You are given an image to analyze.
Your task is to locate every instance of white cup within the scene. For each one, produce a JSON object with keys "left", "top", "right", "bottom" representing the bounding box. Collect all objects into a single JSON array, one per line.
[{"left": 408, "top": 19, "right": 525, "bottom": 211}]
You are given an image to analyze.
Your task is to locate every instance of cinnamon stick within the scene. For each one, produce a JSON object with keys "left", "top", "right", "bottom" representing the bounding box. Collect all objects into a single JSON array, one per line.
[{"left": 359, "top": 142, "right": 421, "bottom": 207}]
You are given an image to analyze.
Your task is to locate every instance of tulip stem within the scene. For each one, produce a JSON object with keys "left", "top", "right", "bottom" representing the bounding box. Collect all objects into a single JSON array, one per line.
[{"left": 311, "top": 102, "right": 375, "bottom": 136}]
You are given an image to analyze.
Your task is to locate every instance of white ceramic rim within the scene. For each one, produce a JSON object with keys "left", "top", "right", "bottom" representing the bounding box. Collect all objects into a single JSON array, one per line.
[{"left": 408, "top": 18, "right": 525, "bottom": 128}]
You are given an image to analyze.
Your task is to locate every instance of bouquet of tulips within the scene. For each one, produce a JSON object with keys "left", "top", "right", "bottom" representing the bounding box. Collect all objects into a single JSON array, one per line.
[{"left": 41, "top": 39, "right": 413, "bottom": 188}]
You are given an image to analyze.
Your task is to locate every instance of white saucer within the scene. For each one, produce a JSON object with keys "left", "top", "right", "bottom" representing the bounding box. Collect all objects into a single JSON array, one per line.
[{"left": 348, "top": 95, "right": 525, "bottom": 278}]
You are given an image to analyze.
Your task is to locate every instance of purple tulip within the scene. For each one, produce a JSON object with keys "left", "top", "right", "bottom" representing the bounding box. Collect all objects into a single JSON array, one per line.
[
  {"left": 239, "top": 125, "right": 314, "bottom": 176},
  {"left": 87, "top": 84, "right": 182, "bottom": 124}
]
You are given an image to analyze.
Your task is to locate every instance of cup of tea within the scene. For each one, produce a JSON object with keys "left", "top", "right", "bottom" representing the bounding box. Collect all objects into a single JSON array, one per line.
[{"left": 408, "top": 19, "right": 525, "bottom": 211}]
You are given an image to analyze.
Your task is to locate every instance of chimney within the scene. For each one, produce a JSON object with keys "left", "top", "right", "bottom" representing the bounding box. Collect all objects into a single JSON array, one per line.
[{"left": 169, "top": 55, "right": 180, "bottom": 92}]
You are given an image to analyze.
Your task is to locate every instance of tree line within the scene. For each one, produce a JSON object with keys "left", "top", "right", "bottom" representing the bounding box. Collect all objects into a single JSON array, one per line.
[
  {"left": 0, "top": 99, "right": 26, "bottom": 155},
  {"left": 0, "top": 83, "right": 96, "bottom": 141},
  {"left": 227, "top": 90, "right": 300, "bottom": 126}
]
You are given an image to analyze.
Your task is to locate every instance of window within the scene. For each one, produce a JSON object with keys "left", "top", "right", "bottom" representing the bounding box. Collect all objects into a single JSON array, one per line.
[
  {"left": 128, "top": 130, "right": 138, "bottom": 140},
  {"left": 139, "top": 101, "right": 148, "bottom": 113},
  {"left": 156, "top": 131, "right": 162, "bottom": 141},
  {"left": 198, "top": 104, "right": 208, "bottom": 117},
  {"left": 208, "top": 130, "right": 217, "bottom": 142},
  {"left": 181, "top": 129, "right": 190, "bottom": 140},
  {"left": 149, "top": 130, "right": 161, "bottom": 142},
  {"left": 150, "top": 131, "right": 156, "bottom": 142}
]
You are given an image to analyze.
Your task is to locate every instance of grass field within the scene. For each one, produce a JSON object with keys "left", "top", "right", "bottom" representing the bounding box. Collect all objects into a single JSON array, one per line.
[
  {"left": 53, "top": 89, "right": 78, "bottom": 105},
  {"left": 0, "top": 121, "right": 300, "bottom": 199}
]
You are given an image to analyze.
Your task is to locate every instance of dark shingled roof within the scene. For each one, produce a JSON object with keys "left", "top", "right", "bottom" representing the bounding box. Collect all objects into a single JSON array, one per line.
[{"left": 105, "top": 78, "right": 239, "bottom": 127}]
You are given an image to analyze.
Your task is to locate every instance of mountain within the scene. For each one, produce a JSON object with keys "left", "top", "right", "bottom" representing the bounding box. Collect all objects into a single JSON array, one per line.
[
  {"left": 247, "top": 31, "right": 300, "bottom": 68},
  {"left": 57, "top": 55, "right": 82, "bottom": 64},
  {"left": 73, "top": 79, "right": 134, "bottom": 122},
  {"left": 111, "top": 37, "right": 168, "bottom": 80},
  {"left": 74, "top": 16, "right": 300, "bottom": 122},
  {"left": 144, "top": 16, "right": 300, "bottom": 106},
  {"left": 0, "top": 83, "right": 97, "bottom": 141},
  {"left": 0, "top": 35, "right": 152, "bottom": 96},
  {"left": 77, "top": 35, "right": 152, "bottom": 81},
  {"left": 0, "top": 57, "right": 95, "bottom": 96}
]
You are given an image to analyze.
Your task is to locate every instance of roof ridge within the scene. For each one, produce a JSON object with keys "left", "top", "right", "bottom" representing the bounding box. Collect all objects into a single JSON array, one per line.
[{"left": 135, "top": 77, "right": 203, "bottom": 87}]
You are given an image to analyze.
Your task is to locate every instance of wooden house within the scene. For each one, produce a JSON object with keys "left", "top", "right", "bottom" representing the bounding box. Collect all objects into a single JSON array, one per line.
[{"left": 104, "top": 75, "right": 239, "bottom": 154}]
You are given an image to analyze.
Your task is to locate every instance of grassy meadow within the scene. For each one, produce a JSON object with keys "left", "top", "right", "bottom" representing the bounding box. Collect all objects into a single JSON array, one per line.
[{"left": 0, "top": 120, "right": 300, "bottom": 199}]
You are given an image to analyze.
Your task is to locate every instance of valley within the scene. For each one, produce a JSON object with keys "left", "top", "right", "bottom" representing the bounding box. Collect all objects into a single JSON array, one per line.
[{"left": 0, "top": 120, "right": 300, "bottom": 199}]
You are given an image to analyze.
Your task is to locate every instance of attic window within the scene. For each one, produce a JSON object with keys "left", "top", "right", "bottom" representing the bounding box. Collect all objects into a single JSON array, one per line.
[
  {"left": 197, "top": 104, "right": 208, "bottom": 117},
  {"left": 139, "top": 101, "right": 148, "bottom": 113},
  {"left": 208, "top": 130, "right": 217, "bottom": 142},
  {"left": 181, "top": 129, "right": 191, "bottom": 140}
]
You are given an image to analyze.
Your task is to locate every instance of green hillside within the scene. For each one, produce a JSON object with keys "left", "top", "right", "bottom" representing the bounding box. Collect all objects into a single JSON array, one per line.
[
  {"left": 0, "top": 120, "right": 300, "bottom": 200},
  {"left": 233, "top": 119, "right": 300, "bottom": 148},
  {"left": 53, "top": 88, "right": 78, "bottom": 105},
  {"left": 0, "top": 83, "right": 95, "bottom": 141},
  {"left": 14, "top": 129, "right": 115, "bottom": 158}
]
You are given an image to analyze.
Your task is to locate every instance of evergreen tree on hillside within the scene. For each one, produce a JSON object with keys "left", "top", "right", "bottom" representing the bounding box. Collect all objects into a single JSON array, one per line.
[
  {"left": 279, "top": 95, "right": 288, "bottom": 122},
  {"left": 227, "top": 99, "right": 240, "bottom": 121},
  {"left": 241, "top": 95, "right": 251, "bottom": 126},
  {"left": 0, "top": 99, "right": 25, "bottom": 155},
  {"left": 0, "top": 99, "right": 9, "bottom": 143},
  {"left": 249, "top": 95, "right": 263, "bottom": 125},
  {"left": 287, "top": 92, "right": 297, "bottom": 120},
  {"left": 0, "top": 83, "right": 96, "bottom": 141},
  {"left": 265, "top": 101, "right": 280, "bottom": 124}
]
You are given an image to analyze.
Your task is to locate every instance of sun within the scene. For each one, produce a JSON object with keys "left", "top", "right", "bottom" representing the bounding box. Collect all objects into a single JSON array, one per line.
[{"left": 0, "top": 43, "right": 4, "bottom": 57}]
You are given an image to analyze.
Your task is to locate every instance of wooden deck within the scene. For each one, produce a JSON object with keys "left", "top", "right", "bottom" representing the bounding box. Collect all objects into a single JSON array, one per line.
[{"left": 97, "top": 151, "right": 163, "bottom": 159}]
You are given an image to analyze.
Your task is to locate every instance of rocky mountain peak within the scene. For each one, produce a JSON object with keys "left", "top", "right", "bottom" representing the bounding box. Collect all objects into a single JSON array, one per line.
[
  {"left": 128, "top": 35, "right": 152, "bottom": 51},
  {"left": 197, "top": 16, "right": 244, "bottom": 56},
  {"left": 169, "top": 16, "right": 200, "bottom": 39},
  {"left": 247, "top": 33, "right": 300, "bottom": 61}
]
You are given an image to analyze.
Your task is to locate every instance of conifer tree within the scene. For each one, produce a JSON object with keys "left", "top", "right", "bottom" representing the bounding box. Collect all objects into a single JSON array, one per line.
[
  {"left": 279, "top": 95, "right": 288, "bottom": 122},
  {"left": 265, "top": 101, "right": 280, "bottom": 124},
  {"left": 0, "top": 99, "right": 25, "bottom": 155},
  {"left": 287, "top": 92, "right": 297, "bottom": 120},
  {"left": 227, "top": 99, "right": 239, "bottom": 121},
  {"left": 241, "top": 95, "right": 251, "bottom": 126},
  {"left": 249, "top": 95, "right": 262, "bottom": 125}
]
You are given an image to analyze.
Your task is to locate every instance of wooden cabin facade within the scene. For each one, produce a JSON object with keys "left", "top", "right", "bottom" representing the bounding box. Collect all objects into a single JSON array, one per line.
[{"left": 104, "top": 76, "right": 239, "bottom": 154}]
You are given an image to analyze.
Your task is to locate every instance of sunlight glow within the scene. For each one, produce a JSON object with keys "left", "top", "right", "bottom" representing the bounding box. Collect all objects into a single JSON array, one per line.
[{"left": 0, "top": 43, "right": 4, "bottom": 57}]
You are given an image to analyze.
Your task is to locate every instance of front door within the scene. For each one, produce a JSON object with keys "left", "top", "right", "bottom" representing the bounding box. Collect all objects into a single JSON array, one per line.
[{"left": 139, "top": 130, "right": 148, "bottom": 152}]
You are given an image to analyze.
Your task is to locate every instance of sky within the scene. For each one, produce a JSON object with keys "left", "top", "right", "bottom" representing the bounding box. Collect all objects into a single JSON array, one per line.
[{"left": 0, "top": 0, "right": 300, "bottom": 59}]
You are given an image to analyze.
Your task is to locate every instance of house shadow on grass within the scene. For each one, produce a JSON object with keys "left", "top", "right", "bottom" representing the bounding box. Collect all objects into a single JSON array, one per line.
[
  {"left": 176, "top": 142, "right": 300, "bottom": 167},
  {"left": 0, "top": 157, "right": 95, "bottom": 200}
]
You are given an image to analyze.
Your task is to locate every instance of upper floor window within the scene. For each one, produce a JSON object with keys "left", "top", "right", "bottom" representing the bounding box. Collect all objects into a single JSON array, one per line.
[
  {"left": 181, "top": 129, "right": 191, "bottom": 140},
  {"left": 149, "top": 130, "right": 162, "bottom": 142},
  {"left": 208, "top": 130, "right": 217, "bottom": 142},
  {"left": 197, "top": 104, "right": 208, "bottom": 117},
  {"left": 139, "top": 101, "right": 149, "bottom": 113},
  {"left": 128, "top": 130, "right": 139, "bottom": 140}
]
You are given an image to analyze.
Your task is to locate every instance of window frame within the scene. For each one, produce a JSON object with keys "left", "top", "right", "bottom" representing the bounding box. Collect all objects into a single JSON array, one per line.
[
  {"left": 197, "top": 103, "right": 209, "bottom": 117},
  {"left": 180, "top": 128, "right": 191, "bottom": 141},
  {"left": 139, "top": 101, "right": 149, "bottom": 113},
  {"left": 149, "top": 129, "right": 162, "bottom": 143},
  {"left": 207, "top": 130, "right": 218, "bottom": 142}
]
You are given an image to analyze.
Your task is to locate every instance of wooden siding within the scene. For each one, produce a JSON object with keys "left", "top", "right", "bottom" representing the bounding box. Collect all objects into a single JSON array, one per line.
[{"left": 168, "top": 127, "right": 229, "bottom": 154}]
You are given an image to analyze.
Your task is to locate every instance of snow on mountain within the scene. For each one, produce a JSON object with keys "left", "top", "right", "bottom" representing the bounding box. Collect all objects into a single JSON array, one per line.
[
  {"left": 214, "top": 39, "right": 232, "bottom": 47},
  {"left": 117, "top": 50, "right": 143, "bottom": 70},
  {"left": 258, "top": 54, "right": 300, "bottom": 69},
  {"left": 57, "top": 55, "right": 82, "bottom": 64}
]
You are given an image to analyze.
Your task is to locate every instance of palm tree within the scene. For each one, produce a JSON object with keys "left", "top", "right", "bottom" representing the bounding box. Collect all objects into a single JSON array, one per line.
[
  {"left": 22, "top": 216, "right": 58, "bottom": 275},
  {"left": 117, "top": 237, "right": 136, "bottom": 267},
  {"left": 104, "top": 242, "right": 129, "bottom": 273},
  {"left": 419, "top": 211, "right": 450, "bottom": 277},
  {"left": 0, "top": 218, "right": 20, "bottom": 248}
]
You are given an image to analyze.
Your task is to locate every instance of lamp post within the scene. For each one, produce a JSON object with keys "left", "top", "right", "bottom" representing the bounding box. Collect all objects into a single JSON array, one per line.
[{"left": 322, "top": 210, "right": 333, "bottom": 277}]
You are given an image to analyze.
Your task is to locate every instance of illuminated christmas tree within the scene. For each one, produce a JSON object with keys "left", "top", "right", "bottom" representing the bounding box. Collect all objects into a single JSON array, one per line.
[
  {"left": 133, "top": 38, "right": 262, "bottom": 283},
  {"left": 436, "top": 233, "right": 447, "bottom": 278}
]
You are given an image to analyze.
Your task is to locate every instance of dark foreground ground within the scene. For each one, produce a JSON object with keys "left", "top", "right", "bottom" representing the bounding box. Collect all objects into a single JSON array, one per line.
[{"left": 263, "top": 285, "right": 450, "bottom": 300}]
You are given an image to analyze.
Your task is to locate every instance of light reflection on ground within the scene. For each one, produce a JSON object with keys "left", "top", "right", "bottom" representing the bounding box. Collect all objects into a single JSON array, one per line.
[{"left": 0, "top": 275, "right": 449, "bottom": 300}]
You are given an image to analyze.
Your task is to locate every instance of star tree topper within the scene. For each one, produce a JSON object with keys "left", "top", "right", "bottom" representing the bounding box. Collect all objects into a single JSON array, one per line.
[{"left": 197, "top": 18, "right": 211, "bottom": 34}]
================================
> Request
Please pull out every line above that contains the word "frame".

> Reply to the exercise
Your task is to locate every instance of window frame within the scene. For each one, produce a JSON object with keys "left", "top", "right", "bottom" representing the bounding box. Collect all objects into a single JSON array, one per line.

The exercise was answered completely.